**TASK OBJECTIVE:** Everything in the data below is left aside except the lines from the one containing "positive clicks: (1583, 310)" through the one containing "rough mask: <svg"; repeat those exactly.

**SUPPLIED DATA:**
===============

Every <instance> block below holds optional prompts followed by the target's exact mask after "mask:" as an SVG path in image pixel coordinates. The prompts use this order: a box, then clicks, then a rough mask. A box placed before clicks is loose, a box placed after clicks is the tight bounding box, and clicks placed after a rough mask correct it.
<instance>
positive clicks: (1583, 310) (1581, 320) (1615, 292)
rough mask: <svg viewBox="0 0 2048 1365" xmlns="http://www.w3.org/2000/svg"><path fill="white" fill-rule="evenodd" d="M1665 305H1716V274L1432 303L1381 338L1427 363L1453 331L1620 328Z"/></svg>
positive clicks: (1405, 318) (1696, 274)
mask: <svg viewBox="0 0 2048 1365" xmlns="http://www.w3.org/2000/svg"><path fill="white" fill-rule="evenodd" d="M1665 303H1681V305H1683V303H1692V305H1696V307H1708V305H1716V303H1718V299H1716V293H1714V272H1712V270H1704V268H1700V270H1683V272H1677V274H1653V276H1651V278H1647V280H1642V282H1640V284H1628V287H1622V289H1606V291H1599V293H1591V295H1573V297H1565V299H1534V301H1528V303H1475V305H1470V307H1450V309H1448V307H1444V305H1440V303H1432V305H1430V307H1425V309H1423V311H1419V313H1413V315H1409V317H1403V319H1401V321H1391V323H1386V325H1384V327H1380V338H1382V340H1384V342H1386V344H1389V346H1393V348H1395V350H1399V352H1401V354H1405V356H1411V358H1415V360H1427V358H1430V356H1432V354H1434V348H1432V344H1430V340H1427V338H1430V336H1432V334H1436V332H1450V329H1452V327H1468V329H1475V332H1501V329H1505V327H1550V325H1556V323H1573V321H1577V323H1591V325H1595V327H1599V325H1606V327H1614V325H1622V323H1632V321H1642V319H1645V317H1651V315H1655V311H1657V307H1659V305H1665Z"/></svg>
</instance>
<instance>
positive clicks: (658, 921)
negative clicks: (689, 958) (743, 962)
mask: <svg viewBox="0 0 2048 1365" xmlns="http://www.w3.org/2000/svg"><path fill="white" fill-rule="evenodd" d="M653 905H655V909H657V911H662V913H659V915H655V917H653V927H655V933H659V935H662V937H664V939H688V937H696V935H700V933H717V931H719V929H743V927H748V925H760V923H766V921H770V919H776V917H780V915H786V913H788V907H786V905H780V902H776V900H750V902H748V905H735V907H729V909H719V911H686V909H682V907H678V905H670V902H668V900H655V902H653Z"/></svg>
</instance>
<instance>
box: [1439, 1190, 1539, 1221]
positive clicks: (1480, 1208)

===============

**COMPLETED EXERCISE:**
positive clicks: (1583, 310) (1581, 320) (1615, 292)
rough mask: <svg viewBox="0 0 2048 1365" xmlns="http://www.w3.org/2000/svg"><path fill="white" fill-rule="evenodd" d="M1665 305H1716V274L1432 303L1381 338L1427 363L1453 331L1620 328Z"/></svg>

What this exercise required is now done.